■ Assigned task ■
Copy all the lines of the data that include the word "tire".

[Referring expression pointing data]
-------
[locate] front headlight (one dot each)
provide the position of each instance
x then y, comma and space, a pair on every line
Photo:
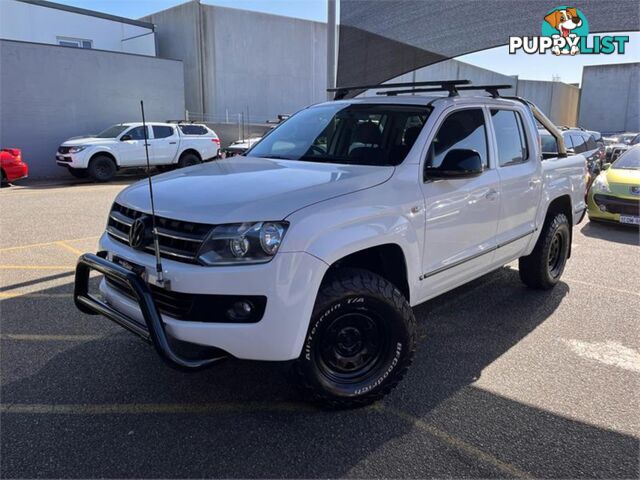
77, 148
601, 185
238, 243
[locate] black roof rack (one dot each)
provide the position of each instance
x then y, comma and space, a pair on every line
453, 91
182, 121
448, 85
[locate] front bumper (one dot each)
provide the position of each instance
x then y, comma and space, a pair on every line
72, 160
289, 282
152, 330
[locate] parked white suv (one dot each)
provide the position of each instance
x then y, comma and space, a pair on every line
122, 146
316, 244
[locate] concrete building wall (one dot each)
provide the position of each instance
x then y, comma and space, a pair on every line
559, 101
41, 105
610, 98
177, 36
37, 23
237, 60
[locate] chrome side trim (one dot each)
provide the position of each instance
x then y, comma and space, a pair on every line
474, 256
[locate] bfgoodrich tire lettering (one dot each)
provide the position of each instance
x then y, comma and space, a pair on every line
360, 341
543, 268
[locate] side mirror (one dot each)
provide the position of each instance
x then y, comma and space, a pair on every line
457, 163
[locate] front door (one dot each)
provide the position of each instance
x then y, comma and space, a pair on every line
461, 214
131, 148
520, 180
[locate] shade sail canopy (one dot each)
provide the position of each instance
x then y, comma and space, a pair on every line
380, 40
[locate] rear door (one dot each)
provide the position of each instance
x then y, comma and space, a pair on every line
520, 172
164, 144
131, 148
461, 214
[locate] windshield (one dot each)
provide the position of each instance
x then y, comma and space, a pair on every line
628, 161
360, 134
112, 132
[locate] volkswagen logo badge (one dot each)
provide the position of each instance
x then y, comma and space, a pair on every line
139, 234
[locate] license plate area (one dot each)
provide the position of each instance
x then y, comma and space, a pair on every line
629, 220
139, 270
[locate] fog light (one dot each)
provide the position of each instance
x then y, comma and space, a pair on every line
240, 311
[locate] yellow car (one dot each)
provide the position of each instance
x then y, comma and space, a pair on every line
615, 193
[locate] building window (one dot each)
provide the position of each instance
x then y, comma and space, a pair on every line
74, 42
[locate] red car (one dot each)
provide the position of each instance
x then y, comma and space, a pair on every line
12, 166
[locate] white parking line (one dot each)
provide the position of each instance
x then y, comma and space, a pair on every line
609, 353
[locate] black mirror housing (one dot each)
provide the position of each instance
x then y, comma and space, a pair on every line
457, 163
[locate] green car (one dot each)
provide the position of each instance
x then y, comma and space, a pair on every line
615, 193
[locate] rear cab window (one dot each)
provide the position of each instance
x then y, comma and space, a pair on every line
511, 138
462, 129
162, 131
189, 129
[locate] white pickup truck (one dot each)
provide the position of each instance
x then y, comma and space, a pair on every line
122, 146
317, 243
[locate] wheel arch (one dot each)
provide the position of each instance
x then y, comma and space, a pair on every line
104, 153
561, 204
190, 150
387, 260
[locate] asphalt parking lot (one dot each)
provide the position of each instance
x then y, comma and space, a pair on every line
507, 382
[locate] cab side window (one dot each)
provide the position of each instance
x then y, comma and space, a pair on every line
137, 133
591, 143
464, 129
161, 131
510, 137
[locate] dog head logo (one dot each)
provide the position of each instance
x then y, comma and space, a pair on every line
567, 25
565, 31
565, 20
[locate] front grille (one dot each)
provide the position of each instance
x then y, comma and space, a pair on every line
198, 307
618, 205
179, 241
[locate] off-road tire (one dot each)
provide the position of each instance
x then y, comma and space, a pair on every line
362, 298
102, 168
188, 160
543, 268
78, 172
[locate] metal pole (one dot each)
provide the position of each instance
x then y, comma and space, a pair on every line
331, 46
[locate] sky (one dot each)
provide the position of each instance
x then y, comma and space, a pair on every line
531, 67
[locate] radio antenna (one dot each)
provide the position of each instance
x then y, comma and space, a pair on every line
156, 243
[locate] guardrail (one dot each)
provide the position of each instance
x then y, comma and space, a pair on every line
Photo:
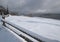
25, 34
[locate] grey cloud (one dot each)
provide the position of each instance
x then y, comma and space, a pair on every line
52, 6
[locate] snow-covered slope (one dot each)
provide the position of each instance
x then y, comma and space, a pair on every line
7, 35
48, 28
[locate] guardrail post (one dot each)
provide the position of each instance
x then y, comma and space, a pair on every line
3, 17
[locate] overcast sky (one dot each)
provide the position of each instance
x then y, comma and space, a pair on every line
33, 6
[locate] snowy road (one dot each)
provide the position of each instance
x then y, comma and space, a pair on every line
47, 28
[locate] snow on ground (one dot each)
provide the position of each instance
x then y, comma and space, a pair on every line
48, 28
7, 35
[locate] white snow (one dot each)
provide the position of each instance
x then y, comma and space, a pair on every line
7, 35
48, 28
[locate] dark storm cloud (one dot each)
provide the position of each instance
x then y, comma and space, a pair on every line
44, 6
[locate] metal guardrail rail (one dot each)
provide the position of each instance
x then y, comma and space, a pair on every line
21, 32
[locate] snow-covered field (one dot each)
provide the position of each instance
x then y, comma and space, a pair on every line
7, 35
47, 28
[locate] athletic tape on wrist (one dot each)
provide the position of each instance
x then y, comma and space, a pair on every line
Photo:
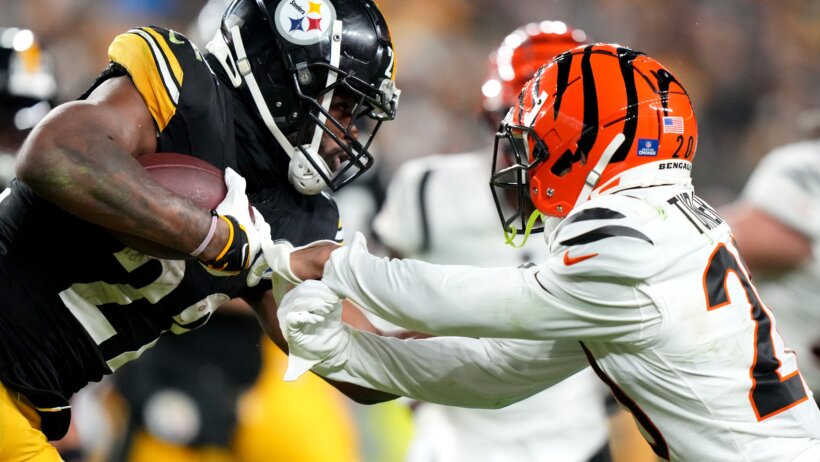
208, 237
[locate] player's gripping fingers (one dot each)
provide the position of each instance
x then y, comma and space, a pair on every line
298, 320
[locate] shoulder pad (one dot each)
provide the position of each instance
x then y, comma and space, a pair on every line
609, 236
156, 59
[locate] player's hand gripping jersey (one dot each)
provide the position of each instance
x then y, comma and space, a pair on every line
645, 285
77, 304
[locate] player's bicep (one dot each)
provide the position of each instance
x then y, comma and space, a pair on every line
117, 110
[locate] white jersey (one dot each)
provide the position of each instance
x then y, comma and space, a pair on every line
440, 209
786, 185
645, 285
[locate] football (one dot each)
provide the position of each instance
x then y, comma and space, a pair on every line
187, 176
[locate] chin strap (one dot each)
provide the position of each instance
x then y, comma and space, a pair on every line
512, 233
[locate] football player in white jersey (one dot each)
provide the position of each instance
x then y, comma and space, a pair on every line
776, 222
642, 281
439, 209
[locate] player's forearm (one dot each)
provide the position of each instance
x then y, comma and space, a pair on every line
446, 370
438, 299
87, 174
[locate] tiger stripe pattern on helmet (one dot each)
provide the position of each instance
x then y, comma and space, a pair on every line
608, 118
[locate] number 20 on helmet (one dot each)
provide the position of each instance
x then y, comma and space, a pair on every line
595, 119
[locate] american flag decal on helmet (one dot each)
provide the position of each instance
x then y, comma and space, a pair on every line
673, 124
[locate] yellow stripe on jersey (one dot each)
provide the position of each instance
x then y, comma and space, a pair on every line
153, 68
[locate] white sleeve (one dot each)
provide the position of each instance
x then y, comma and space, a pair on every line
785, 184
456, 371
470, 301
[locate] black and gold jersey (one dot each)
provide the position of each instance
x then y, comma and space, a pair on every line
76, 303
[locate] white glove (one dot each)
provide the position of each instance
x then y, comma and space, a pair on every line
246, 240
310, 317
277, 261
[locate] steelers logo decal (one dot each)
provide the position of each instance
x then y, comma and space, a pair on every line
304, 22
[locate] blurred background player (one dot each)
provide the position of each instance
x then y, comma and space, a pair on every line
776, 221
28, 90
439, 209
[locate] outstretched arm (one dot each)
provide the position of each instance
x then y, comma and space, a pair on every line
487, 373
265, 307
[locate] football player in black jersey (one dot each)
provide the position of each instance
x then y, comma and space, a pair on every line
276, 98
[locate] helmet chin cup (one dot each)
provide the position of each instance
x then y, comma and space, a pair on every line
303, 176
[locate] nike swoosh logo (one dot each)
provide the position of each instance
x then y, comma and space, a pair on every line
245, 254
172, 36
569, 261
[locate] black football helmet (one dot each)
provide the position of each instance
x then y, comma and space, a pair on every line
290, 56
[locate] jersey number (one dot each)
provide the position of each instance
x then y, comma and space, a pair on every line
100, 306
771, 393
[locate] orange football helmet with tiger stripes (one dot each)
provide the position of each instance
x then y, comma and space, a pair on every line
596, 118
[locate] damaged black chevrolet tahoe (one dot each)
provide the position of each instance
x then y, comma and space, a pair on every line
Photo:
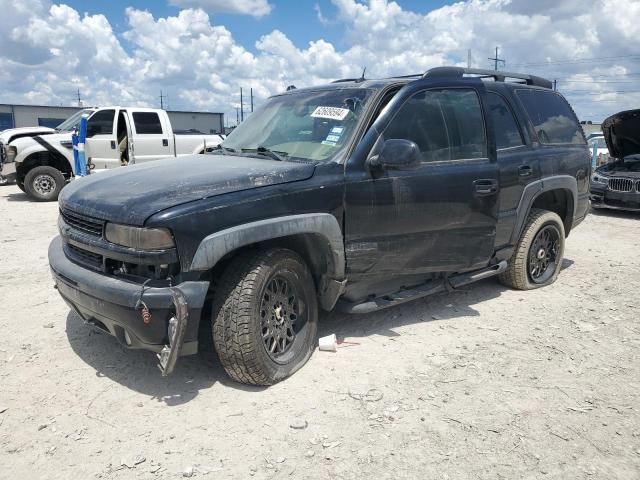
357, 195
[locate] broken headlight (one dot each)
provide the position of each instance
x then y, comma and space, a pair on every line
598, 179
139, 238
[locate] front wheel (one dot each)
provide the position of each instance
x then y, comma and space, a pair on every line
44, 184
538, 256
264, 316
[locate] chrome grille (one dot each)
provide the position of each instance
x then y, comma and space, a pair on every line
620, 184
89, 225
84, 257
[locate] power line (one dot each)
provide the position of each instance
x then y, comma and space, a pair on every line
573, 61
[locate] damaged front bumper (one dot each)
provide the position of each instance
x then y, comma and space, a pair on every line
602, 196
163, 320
-------
■ Solution for this task ■
[locate] bfgoodrich tire lettering (one dot each)
[locate] off-road tire (one dot each)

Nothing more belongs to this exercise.